» EXCERPTED TEXT
_ _ _ _
Neurontin (Gabapentin)
A medication used to treat neuropathic pain, such as from peripheral neuropathy, by modulating nerve activity, though not an antidiabetic itself.
Atherosclerosis
A specific type of arteriosclerosis where plaque builds up inside the arteries. This plaque, made of fat, cholesterol, calcium, and other substances, hardens and narrows the arteries, limiting the flow of oxygen-rich blood.
Arteriosclerosis
A general term for the thickening and hardening of the arteries. This condition occurs when blood vessels that carry oxygen and nutrients from the heart become stiff and less elastic.
Heart Failure-chronic
A long-term condition in which the heart can't pump enough blood to meet the body's needs, meaning it isn't working as efficiently as it should, and can worsen over time.
_ _ _ _
» EXERCISE TASKS
- 1) According to the medical glossary, why does atherosclerosis limit the flow of oxygen-rich blood? Answer in one to three sentences.
- 2) Continue the medical glossary from its last entry.
These rows come from a separate source.

[Referring expression data]
_ _ _ _
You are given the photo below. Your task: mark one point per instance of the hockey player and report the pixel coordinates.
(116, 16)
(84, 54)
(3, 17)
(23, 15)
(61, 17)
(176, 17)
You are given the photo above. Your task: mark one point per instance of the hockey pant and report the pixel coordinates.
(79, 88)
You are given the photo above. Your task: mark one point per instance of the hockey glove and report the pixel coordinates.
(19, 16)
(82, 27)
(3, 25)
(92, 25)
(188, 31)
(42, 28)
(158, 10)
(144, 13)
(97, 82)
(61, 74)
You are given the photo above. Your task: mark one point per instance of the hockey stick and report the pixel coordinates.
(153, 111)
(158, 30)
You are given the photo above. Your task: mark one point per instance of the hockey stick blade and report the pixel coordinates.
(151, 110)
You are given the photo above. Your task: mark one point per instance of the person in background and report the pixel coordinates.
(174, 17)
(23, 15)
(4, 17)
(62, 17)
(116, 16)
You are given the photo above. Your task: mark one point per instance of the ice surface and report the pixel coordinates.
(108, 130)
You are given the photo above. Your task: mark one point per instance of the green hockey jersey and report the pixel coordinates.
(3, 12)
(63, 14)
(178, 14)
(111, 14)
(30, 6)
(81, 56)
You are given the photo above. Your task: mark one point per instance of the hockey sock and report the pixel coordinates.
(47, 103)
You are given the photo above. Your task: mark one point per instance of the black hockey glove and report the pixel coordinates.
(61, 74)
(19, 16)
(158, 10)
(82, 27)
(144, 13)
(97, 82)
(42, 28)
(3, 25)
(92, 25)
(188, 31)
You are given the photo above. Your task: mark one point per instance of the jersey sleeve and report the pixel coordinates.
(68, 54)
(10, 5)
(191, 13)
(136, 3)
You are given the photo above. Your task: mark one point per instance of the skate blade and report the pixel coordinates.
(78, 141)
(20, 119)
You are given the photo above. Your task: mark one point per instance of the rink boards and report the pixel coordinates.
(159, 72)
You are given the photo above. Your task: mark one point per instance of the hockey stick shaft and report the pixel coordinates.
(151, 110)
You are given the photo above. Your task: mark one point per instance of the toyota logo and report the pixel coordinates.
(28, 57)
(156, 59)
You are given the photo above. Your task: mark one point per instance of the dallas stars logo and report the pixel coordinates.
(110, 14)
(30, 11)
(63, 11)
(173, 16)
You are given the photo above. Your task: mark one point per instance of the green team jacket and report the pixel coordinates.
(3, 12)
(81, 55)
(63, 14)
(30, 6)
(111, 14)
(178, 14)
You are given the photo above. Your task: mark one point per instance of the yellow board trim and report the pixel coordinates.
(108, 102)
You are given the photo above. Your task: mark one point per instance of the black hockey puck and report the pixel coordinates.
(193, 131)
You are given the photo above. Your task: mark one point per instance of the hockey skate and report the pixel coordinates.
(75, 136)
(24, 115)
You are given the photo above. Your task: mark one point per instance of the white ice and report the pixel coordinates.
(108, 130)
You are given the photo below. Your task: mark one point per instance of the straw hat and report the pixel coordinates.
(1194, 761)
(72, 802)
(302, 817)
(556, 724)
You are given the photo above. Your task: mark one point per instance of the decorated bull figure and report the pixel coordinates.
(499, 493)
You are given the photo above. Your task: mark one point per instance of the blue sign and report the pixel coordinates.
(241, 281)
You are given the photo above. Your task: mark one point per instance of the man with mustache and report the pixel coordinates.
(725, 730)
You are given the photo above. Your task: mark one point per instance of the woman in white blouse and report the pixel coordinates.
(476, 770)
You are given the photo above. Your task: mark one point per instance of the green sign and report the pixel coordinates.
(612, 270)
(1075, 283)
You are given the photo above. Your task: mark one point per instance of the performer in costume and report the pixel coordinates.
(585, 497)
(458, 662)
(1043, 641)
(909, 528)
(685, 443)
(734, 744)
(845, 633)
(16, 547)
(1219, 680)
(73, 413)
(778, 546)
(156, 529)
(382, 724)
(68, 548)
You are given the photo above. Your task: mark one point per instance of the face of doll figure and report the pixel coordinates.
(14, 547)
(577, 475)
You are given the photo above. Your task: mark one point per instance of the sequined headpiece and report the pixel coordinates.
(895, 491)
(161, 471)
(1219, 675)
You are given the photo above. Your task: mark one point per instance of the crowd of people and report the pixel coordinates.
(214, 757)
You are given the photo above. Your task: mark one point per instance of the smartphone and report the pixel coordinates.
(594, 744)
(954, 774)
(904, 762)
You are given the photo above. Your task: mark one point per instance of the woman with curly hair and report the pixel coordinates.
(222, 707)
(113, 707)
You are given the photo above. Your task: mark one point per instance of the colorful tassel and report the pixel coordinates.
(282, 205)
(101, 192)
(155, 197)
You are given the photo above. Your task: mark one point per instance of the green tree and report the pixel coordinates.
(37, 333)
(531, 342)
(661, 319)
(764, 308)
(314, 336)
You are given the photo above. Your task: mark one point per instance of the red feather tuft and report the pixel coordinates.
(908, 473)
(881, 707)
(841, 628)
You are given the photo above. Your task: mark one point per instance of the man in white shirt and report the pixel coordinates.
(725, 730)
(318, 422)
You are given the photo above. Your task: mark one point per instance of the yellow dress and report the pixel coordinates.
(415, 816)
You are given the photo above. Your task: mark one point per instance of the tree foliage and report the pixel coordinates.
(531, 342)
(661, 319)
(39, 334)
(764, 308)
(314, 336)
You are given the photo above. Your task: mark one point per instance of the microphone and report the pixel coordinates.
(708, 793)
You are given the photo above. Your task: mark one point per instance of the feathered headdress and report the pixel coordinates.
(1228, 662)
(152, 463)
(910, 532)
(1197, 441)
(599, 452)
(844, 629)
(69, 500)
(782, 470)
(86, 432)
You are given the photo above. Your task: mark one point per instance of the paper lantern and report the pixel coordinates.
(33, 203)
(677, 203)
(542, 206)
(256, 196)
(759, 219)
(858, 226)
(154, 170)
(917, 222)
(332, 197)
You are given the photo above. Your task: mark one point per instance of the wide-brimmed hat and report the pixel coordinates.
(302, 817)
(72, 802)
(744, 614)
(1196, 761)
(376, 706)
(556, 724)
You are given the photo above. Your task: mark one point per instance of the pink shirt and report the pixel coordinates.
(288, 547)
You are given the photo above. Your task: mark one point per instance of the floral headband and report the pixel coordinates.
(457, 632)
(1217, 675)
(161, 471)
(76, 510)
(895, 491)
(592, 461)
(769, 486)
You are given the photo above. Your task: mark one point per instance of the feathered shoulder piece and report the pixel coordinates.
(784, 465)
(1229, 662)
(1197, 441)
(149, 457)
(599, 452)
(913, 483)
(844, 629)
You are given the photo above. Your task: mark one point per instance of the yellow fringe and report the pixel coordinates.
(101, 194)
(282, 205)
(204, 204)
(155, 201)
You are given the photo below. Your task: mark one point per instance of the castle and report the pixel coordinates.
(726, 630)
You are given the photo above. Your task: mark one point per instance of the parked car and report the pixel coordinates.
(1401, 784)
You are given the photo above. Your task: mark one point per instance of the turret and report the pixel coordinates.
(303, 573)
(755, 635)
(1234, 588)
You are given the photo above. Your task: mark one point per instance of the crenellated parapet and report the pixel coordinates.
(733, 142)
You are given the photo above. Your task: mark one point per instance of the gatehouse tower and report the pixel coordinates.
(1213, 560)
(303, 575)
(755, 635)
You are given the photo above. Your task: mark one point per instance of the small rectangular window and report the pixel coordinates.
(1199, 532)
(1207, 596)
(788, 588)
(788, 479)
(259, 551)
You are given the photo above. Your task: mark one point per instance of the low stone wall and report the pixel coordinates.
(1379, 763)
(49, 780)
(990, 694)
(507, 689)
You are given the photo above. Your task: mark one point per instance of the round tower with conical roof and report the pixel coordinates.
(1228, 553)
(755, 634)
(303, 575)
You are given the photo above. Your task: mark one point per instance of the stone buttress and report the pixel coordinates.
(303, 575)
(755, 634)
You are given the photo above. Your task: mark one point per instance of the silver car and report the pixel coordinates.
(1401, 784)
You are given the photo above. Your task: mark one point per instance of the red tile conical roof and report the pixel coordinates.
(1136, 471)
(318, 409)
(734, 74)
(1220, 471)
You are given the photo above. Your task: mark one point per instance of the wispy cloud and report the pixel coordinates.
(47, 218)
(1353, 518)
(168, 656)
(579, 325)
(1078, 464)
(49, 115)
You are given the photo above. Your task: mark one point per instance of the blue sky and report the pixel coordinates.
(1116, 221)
_ _ _ _
» ANSWERS TO THE PROBLEMS
- 1) In atherosclerosis, plaque made of fat, cholesterol, calcium, and other substances builds up inside the arteries. The plaque hardens and narrows the arteries, and that narrowing limits the flow of oxygen-rich blood.

- 2)
Hypertension
High blood pressure, occurring when the force of blood against the walls of your arteries is consistently too high, usually defined as blood pressure above 130/80 mmHg.
Antihypertensives
Medications used to lower blood pressure by working through various mechanisms to reduce the pressure exerted by the blood against the artery walls.
Beta-Blockers
Drugs that block the effects of adrenaline (epinephrine) on the body’s beta receptors, slowing down the heart rate and reducing blood pressure.
Beta-1 Selective Beta-Blockers
A type of beta-blocker (e.g., Metoprolol) that primarily blocks beta-1 receptors in the heart, reducing heart rate and blood pressure with fewer effects on the lungs.
Non-Selective Beta-Blockers
A type of beta-blocker (e.g., Propranolol) that blocks both beta-1 and beta-2 receptors, affecting the heart, lungs, blood vessels, and other tissues.
ACE Inhibitors
Angiotensin-converting enzyme (ACE) inhibitors (e.g., Lisinopril) block the enzyme ACE, which is needed to produce angiotensin II, thereby helping relax blood vessels and lower blood pressure.
ARBs (Angiotensin II Receptor Blockers)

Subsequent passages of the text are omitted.